Data excerpts
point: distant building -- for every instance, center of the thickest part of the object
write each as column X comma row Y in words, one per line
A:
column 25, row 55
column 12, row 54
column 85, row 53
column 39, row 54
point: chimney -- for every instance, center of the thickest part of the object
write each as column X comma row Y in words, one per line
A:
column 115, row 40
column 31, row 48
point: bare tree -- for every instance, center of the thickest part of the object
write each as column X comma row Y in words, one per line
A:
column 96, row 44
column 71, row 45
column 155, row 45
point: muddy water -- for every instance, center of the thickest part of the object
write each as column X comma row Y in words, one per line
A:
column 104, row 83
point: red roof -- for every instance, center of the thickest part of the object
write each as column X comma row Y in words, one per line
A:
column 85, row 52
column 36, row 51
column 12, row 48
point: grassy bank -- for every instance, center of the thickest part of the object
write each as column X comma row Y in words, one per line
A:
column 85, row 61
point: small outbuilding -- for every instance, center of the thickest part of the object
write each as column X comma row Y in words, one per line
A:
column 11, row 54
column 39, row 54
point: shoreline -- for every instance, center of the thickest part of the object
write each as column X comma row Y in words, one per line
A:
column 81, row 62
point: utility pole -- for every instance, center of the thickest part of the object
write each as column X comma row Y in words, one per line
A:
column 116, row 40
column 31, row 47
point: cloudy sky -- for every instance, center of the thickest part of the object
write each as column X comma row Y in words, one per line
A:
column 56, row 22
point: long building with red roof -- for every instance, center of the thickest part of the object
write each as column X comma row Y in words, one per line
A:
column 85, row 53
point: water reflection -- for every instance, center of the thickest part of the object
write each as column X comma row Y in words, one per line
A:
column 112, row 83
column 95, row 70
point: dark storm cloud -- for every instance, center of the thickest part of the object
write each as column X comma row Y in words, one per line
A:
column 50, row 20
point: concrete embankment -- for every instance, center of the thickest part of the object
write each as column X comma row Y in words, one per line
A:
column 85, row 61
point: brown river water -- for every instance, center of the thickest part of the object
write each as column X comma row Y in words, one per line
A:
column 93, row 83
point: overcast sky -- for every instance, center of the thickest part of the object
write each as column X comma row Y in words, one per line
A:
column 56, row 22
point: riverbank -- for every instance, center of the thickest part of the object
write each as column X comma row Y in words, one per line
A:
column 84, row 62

- [WORK ITEM] Copy exactly the line that contains "point: riverbank -- for" and every line after it through the end of the entries, with nothing added.

- [RESULT OF THE EXERCISE]
point: riverbank -- for every instance, center of the thickest part of the object
write each as column X comma row Y in words, one per line
A:
column 84, row 62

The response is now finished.